REQUIRED TASK =
Restate the entries below word for word, omitting nothing.

--- begin MATERIAL FOR THE TASK ---

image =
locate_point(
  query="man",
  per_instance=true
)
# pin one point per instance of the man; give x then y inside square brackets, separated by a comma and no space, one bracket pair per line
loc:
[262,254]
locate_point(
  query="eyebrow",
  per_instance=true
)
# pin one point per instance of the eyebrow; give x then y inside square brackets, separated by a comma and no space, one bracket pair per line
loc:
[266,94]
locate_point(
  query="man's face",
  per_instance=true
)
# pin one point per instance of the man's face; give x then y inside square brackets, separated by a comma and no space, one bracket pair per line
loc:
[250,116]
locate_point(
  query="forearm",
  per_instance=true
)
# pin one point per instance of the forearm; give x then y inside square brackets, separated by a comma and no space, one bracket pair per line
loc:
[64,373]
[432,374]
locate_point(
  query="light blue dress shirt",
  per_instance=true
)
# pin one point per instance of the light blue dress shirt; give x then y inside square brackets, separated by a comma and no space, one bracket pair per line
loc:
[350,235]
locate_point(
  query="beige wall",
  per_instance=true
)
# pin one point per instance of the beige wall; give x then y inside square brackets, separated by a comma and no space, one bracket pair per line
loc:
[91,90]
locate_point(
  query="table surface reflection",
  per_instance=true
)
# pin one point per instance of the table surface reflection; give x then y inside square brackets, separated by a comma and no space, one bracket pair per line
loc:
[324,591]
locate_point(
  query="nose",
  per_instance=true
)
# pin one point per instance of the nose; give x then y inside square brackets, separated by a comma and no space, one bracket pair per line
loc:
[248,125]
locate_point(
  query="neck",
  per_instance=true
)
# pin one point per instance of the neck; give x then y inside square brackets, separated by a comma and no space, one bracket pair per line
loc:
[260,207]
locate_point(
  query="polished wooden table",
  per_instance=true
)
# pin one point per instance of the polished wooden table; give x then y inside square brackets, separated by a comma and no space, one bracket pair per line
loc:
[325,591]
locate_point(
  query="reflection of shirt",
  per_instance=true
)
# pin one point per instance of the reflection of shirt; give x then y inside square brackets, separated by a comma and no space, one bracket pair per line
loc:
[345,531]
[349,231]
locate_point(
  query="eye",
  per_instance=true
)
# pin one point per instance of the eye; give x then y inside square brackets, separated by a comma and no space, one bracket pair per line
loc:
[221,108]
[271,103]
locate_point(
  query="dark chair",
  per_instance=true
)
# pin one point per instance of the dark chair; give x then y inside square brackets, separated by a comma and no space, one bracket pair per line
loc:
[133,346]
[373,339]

--- end MATERIAL FOR THE TASK ---

REPLY =
image =
locate_point(
  query="man",
  per_instance=true
)
# pin one point per instance of the man; give x then y inside square brackets, separated by a comma and no space, one bracket pair per line
loc:
[262,254]
locate_point(
  query="eyebrow",
  per_instance=true
)
# pin one point per instance of the eyebrow; give x then y inside square brackets, separated by a comma and no space, one bracket pair per line
loc:
[266,94]
locate_point(
  query="man's face",
  per_instance=true
)
# pin one point per instance of the man's face; give x then y inside square brackets, separated by a comma and no space, one bracket pair per line
loc:
[250,116]
locate_point(
  query="forearm",
  per_instance=true
)
# pin one point per instance of the forearm; give x then y inside square brackets, separated by a comma and no space, one bracket pair per line
loc:
[64,373]
[432,374]
locate_point(
  query="light blue dress shirt",
  per_instance=true
)
# pin one point per instance of the light blue dress shirt; give x then y inside square brackets, separated by a comma and no space, one bracket pair per line
loc:
[350,235]
locate_point(
  query="beige wall",
  per_instance=true
)
# pin one point per instance of the beige wall; give x then y inside square brackets, separated by a comma and no space, one bracket pair per line
loc:
[91,90]
locate_point(
  query="table surface reflection",
  per_instance=true
)
# pin one point per instance of the table surface reflection; give x then y inside square brackets, separated by a comma and no space, one bracket pair per line
loc:
[324,591]
locate_point(
  query="nose",
  per_instance=true
)
# pin one point per instance of the nose; give x then y inside square brackets, separated by a comma and no space, one bracket pair per line
loc:
[248,125]
locate_point(
  query="neck",
  per_instance=true
)
# pin one point per instance of the neck; give x then y inside square brackets, separated by a comma and no space, one bracket pair per line
loc:
[260,207]
locate_point(
  query="polished wooden table",
  per_instance=true
)
# pin one point per instance of the polished wooden table; give x then y inside square brackets, separated by a comma and no space, one bracket pair per line
loc:
[325,591]
locate_point(
  query="reflection of shirt",
  per_instance=true
)
# pin one point per instance of the reflection of shirt; give x then y inside square brackets, separated by a comma and no space, one bracket pair per line
loc:
[345,531]
[349,231]
locate_point(
  query="eye",
  per_instance=true
)
# pin one point per instance of the eye; give x then y inside square brackets, separated by a comma and no space, one bracket pair per line
loc:
[221,108]
[271,103]
locate_point(
  query="dark chair",
  per_instance=true
)
# pin one point per instance of the dark chair; give x then y inside square brackets, separated by a comma and no space, one bracket pair per line
loc:
[133,346]
[373,339]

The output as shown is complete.